**TASK GOAL**
From the eco-burial article below, list the things that burials by Memorial Ecosystems give up.

**TEXT BLOCK**
◆ ◆ ◆ ◆ ◆

Most Americans will undergo a standardized funerary ritual: embalming to slow decomposition, placement in a sleek coffin, and burial in a manicured graveyard, marked by a slab of granite or marble.

Cremation has been an alternative for years, but another option is gaining ground: eco-burial.

Instead of being laid to rest in traditional memorial parks, eco-burials (or natural burials or green burials) place remains in nature parks designed for two purposes: care of the dead, and care of the wildlands.

A leading company in this endeavor is Memorial Ecosystems, owned by Billy and Kimberly Campbell of Westminster, S.C.

“The traditional way is very sterile and doesn’t always suit the values or lifestyle of the individual,” said Mrs. Campbell in the Greenville News. “People are looking for more intimate, unique ways.”

Burials by Memorial Ecosystems eschew embalming, permanent vaults and expensive markers in favor of no embalming fluids, no vaults and only biodegradable caskets. Markers are allowed, but they are most often simple and carved into natural rock. And the burial plot is located in a nature preserve.

These “dust to dust” burials represent a new—though recycled—way of thinking about death and burial. The Campbells, and those who seek their services, see a distinctly spiritual bent to preserving land while being interred.

They say it’s a misconception to think that only pagans or New Age types would be interested in being buried in a nature preserve.

“We’ve had more Southern Baptist services than anything else,” Mr. Campbell told the News.

The law regarding burial sites is not easily deciphered, but the Campbells have literally made it their business to know the system. Their first memorial nature park, Ramsey Creek Preserve in South Carolina, complies fully with the state’s laws.

The Campbells told the News that 20 people have already been buried at the nature preserve, almost 40 more have bought plots, and hundreds more have inquired about the process.

◆ ◆ ◆ ◆ ◆

**LISTED RECORDS**

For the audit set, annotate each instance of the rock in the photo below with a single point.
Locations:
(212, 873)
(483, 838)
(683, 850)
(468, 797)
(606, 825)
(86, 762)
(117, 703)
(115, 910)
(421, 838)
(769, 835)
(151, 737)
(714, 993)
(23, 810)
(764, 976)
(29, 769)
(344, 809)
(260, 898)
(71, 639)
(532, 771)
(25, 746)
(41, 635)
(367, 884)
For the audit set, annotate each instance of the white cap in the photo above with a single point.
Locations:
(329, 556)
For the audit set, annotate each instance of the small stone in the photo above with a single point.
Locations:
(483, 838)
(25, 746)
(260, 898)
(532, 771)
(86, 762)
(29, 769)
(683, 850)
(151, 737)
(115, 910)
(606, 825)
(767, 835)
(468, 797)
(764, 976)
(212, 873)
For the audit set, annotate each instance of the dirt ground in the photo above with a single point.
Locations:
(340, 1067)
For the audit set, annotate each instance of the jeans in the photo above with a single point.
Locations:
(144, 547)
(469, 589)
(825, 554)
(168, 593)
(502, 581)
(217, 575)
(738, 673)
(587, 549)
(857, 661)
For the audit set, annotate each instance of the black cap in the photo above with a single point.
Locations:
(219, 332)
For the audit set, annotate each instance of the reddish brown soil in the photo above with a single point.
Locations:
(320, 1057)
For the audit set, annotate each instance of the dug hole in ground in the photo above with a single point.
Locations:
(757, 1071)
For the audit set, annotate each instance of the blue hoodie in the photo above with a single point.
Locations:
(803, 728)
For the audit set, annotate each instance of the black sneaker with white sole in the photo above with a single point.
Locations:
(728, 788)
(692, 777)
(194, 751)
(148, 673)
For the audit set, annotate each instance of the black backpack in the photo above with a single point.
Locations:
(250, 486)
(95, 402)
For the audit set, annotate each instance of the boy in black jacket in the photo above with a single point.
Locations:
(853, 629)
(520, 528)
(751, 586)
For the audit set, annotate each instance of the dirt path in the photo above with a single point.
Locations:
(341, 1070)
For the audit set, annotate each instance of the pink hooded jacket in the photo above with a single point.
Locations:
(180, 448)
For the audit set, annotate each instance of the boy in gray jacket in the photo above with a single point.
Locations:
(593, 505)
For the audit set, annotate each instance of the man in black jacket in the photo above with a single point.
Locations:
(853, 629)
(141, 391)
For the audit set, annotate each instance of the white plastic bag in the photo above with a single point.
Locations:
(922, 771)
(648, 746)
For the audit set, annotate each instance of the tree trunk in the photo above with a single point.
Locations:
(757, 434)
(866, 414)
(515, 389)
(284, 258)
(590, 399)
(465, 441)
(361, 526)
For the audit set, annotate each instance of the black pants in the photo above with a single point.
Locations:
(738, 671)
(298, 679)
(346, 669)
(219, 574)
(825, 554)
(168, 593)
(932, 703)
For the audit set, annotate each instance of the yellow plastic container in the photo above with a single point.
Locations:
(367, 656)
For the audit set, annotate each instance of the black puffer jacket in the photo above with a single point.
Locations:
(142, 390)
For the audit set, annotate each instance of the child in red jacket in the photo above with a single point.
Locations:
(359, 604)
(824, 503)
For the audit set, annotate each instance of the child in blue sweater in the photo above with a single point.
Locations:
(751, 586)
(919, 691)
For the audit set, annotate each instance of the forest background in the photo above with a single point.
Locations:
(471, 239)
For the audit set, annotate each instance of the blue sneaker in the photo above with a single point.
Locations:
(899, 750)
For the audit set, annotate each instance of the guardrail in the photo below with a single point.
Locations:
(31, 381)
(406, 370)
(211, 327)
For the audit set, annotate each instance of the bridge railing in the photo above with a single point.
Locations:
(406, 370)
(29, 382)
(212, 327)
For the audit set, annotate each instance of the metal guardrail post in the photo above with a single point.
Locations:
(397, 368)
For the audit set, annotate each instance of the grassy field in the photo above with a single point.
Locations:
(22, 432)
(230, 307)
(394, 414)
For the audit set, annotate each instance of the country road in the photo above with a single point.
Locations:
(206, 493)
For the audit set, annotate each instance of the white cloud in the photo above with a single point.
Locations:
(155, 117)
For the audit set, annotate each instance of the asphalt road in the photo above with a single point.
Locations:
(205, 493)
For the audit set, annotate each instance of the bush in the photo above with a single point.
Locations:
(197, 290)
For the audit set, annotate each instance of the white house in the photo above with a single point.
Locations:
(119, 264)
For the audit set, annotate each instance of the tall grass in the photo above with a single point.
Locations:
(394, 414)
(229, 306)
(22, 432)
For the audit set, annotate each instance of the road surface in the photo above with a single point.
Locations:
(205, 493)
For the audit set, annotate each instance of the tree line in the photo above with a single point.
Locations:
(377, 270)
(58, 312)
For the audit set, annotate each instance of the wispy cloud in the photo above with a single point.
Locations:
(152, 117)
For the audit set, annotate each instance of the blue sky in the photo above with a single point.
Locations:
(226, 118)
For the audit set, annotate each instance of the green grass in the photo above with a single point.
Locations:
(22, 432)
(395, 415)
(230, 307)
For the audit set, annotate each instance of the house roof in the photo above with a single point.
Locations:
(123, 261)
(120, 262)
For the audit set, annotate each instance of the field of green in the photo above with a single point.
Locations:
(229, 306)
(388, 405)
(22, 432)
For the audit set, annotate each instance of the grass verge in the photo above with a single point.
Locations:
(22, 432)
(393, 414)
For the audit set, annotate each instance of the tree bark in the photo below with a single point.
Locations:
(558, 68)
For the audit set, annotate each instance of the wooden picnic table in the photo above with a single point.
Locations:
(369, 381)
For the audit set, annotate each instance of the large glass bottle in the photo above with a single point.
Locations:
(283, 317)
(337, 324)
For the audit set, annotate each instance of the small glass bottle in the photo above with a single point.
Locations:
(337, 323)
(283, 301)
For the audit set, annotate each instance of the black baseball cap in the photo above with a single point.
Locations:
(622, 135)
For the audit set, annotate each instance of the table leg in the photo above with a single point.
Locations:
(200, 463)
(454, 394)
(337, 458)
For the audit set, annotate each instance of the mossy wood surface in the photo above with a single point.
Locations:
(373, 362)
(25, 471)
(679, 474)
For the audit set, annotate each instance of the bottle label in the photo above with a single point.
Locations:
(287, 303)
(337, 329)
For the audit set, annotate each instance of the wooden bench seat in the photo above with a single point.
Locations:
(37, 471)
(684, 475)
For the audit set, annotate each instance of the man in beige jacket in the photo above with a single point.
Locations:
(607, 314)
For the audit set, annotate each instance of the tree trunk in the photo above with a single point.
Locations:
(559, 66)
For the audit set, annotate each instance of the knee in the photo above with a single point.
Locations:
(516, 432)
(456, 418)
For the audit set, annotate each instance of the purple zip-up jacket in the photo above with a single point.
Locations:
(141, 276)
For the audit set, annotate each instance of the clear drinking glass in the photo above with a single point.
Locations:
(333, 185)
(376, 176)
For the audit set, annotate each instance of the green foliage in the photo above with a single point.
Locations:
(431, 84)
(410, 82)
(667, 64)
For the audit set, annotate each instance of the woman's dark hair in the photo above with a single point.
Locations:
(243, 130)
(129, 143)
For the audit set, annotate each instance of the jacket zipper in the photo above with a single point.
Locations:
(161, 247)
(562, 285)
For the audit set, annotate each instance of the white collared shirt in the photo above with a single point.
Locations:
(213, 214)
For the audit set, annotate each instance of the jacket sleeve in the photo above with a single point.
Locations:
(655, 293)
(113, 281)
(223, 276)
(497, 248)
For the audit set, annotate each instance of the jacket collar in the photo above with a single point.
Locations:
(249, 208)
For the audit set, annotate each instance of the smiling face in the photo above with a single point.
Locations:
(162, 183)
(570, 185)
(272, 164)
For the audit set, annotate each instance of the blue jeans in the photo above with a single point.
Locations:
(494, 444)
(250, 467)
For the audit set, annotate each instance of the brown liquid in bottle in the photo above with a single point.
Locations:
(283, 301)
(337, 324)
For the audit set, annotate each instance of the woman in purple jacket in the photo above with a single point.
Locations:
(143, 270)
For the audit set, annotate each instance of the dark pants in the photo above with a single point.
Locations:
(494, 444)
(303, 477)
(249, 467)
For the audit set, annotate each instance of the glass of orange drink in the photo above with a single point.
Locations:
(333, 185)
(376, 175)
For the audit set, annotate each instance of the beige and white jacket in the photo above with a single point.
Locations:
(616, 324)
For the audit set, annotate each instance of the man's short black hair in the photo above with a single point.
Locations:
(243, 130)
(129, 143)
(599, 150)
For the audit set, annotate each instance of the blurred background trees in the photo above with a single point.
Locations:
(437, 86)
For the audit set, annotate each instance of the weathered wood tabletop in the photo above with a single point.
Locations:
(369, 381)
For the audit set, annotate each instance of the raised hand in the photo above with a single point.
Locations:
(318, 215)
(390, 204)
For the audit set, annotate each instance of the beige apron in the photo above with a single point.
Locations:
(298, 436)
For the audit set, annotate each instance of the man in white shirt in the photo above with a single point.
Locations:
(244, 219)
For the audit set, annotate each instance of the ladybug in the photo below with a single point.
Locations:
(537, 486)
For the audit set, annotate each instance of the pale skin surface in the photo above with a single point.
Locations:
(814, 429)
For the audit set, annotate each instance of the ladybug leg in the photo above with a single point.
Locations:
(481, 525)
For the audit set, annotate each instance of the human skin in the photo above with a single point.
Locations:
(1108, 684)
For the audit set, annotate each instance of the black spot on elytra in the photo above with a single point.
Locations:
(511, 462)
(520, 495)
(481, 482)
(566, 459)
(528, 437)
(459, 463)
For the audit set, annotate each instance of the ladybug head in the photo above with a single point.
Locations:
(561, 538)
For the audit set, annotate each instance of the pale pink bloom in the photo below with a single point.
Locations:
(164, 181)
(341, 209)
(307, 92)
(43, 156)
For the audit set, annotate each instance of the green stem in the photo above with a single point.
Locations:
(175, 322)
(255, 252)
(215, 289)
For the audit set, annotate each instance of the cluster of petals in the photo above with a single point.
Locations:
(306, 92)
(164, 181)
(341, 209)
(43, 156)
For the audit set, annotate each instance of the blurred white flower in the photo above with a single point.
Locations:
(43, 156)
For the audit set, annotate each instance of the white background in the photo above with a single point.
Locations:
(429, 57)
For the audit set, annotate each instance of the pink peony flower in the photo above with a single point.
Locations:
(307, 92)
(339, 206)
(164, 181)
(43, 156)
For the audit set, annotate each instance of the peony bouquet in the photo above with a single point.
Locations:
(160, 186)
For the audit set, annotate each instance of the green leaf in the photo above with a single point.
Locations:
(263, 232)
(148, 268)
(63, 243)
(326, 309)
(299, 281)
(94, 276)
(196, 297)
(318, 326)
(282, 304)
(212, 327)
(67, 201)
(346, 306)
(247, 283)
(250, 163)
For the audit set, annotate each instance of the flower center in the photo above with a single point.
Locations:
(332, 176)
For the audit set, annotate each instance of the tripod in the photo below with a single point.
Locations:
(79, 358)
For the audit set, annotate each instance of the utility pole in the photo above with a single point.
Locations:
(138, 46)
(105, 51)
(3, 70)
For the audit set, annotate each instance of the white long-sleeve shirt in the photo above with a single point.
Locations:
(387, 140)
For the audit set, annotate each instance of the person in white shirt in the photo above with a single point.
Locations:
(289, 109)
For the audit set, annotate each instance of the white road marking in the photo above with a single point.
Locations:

◆ ◆ ◆ ◆ ◆

**WRITTEN ANSWER**
- Embalming
- Permanent vaults
- Expensive markers